- **Set problem**
Print all the records exactly, please.

Pointing and labeling entries:
• • • • • • •

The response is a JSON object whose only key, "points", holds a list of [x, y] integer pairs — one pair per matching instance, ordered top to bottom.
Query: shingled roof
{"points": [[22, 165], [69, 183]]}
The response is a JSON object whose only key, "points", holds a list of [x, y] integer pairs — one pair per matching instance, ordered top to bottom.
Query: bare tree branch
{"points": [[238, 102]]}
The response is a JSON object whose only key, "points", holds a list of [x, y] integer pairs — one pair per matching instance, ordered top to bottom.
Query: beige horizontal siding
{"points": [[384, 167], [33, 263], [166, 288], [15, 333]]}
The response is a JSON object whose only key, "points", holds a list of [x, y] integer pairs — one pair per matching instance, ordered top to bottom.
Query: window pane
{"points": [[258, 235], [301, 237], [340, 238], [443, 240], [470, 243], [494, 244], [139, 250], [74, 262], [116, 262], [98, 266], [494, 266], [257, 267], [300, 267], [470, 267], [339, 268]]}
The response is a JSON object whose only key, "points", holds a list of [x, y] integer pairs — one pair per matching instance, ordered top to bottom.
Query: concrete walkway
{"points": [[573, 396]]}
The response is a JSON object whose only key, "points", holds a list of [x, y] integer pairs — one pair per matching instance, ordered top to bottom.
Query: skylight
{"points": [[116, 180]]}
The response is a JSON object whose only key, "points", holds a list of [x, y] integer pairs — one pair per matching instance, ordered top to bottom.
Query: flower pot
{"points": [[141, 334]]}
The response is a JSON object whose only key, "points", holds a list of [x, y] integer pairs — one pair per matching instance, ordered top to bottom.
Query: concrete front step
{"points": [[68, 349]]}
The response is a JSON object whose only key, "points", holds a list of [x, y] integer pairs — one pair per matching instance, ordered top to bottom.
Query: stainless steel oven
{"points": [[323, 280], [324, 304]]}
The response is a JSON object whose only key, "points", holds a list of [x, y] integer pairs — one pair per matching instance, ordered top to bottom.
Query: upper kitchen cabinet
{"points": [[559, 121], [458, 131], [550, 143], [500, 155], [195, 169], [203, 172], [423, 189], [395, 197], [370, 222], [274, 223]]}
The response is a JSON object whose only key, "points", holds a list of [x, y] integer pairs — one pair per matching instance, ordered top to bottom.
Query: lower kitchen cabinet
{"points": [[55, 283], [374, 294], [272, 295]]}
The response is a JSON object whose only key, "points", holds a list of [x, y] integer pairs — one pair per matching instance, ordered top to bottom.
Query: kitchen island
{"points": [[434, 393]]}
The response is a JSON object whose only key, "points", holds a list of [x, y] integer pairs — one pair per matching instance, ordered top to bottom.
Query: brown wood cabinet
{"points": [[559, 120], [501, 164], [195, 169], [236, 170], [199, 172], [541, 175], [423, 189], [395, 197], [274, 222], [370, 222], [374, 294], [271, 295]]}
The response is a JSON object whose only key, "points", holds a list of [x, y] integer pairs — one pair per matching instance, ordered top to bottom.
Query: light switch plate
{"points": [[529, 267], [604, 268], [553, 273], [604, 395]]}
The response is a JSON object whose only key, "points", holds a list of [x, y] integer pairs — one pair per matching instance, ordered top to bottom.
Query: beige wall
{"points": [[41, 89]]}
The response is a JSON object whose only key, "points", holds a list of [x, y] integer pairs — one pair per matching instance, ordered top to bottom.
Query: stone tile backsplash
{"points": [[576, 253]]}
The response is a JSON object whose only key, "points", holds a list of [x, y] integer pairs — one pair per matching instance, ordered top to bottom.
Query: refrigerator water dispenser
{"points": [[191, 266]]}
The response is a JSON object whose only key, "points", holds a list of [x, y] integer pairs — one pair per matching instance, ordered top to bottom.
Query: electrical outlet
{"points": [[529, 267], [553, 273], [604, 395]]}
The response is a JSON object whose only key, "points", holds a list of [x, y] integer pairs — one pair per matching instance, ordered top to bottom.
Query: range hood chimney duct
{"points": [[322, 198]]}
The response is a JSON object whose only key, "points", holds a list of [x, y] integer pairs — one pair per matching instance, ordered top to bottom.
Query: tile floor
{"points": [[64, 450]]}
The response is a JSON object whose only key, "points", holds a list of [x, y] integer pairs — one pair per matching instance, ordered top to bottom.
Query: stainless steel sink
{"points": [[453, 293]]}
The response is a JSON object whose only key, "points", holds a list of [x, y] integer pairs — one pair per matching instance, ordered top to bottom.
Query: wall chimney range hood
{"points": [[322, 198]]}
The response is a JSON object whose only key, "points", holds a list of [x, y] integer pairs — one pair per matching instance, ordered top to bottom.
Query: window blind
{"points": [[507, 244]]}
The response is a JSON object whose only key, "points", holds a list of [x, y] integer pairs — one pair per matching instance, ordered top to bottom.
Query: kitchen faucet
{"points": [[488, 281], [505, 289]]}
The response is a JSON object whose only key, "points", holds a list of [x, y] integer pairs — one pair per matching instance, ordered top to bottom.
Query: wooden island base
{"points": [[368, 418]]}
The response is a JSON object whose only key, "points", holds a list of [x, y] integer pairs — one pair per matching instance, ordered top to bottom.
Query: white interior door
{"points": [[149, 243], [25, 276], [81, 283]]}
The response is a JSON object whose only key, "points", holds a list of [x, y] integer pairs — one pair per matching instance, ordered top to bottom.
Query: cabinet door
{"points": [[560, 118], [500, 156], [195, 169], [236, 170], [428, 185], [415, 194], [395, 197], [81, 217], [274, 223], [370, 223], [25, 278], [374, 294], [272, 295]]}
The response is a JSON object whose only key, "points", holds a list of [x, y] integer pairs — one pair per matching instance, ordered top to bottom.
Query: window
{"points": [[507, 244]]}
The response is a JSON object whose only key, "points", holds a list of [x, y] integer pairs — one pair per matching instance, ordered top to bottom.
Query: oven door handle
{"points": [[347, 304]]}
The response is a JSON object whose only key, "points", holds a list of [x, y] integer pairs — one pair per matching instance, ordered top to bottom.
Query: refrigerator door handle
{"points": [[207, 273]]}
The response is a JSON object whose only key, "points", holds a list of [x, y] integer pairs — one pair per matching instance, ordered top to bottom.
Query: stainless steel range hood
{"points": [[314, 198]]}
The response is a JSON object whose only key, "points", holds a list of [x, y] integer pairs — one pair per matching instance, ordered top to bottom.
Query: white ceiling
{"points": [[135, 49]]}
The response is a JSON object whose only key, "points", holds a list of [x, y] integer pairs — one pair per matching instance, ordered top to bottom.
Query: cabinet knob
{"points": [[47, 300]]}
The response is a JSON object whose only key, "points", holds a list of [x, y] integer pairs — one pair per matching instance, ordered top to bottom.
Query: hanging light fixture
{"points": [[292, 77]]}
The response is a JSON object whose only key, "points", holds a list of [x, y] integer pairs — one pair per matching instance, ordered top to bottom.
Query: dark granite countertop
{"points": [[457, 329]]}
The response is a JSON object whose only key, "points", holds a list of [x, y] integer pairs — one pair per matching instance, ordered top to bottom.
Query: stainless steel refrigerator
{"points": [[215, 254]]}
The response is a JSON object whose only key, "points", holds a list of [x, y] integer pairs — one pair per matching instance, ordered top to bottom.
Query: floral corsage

• • • • • • •

- **The solution**
The response is a JSON object whose only key, "points", holds a list of [x, y] integer pairs — one pair per matching instance, ordered top to bottom.
Query: shingled roof
{"points": [[22, 165], [69, 183]]}
The response is a JSON object whose only key, "points", holds a list of [x, y] integer pairs — one pair per matching instance, ordered top to bottom.
Query: bare tree branch
{"points": [[238, 102]]}
The response is a JSON object whose only key, "points", holds a list of [x, y] integer pairs — one pair per matching instance, ordered top to bottom.
Query: beige horizontal siding
{"points": [[384, 167], [33, 263], [166, 288], [15, 333]]}
The response is a JSON object whose only key, "points", holds a list of [x, y] integer pairs — one pair per matching instance, ordered top to bottom.
Query: window pane
{"points": [[258, 235], [301, 237], [340, 238], [443, 240], [470, 243], [494, 244], [139, 250], [74, 262], [116, 262], [98, 266], [494, 266], [257, 267], [300, 267], [470, 267], [339, 268]]}
The response is a JSON object whose only key, "points", holds a list of [x, y] integer pairs — one pair per matching instance, ordered top to bottom.
Query: concrete walkway
{"points": [[573, 396]]}
The response is a JSON object whose only key, "points", holds a list of [x, y] integer pairs — one pair per matching instance, ordered top to bottom.
Query: skylight
{"points": [[116, 180]]}
The response is a JSON object whose only key, "points", holds a list of [x, y] integer pairs — one pair per matching instance, ordered top to bottom.
Query: flower pot
{"points": [[141, 334]]}
The response is a JSON object whose only key, "points", holds a list of [x, y] integer pairs — one pair per matching instance, ordered top to bottom.
Query: concrete front step
{"points": [[68, 349]]}
The response is a JSON object whose only key, "points", holds a list of [x, y] integer pairs — one pair per matching instance, ordered top to bottom.
Query: stainless steel oven
{"points": [[323, 280], [324, 304]]}
The response is a JSON object whose only key, "points", holds a list of [x, y] integer pairs — one pair per matching instance, ordered top to bottom.
Query: upper kitchen cabinet
{"points": [[559, 121], [458, 131], [550, 143], [500, 155], [195, 169], [203, 172], [423, 189], [395, 197], [370, 222], [274, 223]]}
The response is a JSON object whose only key, "points", holds a list of [x, y] integer pairs — one pair per matching instance, ordered top to bottom.
Query: lower kitchen cabinet
{"points": [[55, 283], [374, 294], [272, 295]]}
The response is a JSON object whose only key, "points", holds a list of [x, y] integer pairs — one pair per matching instance, ordered top to bottom.
Query: kitchen island
{"points": [[434, 393]]}
The response is a JSON object whose only key, "points", holds a list of [x, y] integer pairs — one pair per matching instance, ordered top to bottom.
Query: brown wood cabinet
{"points": [[559, 120], [501, 164], [195, 169], [236, 170], [199, 172], [541, 175], [423, 189], [395, 197], [274, 222], [370, 222], [374, 294], [271, 295]]}
The response is a JSON object whose only key, "points", holds a list of [x, y] integer pairs — one pair per matching instance, ordered top to bottom.
Query: light switch plate
{"points": [[529, 267], [604, 268], [553, 273], [604, 395]]}
The response is a JSON object whose only key, "points", holds a list of [x, y] integer pairs — one pair per matching instance, ordered top to bottom.
Query: beige wall
{"points": [[41, 89]]}
The response is a JSON object whose only key, "points", holds a list of [x, y] integer pairs — one pair per matching instance, ordered top to bottom.
Query: stone tile backsplash
{"points": [[576, 253]]}
The response is a JSON object whose only key, "points", holds a list of [x, y] integer pairs — one pair per matching instance, ordered top to bottom.
Query: refrigerator water dispenser
{"points": [[191, 266]]}
The response is a JSON object whose only key, "points", holds a list of [x, y] integer pairs — one pair per matching instance, ordered top to bottom.
Query: electrical outlet
{"points": [[529, 267], [553, 273], [604, 395]]}
The response is a JSON object whose only key, "points", holds a list of [x, y] integer pairs — one pair per matching instance, ordered top to bottom.
Query: range hood chimney duct
{"points": [[322, 198]]}
The response is a JSON object whose only key, "points", holds a list of [x, y] integer pairs — one pair per matching instance, ordered top to bottom.
Query: tile floor
{"points": [[64, 450]]}
The response is a JSON object whose only key, "points", holds a list of [x, y] integer pairs — one pair per matching instance, ordered top to bottom.
Query: stainless steel sink
{"points": [[453, 293]]}
The response is a JSON object whose only key, "points", holds a list of [x, y] integer pairs — one pair per matching instance, ordered top to bottom.
Query: wall chimney range hood
{"points": [[322, 198]]}
The response is a JSON object whose only key, "points", holds a list of [x, y] integer pairs — one pair per matching instance, ordered top to bottom.
Query: window blind
{"points": [[507, 244]]}
The response is a JSON object whose only key, "points", holds a list of [x, y] integer pairs — one pair per matching instance, ordered top to bottom.
Query: kitchen faucet
{"points": [[488, 281], [505, 289]]}
The response is a JSON object whose only key, "points", holds a list of [x, y] integer pairs — one pair per matching instance, ordered top to bottom.
Query: wooden island base
{"points": [[368, 418]]}
The response is a JSON object whose only key, "points", holds a list of [x, y] integer pairs — one pair per matching instance, ordered top to bottom.
Query: white interior door
{"points": [[149, 243], [25, 276], [81, 283]]}
The response is a JSON object whose only key, "points", holds a list of [x, y] integer pairs — one pair per matching instance, ordered top to bottom.
Query: cabinet door
{"points": [[560, 118], [500, 156], [195, 169], [236, 170], [428, 185], [415, 194], [395, 197], [81, 217], [274, 223], [370, 223], [25, 278], [374, 294], [272, 295]]}
The response is a JSON object whose only key, "points", holds a list of [x, y] integer pairs — one pair per matching instance, ordered top to bottom.
Query: window
{"points": [[507, 244]]}
The response is a JSON object whose only key, "points", holds a list of [x, y] integer pairs — one pair per matching instance, ordered top to bottom.
Query: oven door handle
{"points": [[347, 304]]}
The response is a JSON object whose only key, "points", holds a list of [x, y] integer pairs — one pair per matching instance, ordered top to bottom.
Query: refrigerator door handle
{"points": [[207, 273]]}
The response is a JSON object whose only key, "points", holds a list of [x, y] integer pairs — one pair per matching instance, ordered top to bottom.
Query: stainless steel range hood
{"points": [[314, 198]]}
The response is a JSON object whose only key, "points", holds a list of [x, y] integer pairs — one pair per matching instance, ordered top to bottom.
Query: white ceiling
{"points": [[135, 49]]}
The response is a JSON object whose only key, "points", holds a list of [x, y] integer pairs — one pair per matching instance, ordered top to bottom.
Query: cabinet knob
{"points": [[47, 300]]}
The response is a JSON object whose only key, "points", holds a list of [x, y] integer pairs — one pair per matching instance, ordered top to bottom.
Query: hanging light fixture
{"points": [[292, 77]]}
The response is a JSON object whose only key, "points", holds a list of [x, y] integer pairs — one pair per matching instance, ordered top to bottom.
Query: dark granite countertop
{"points": [[457, 329]]}
The response is a JSON object whose only key, "points", holds a list of [x, y] integer pairs — one pair per matching instance, ordered top to bottom.
Query: stainless steel refrigerator
{"points": [[215, 254]]}
The response is a JSON object whose only key, "points", holds a list of [x, y] integer pairs — one pair per matching instance, ordered top to bottom.
Query: floral corsage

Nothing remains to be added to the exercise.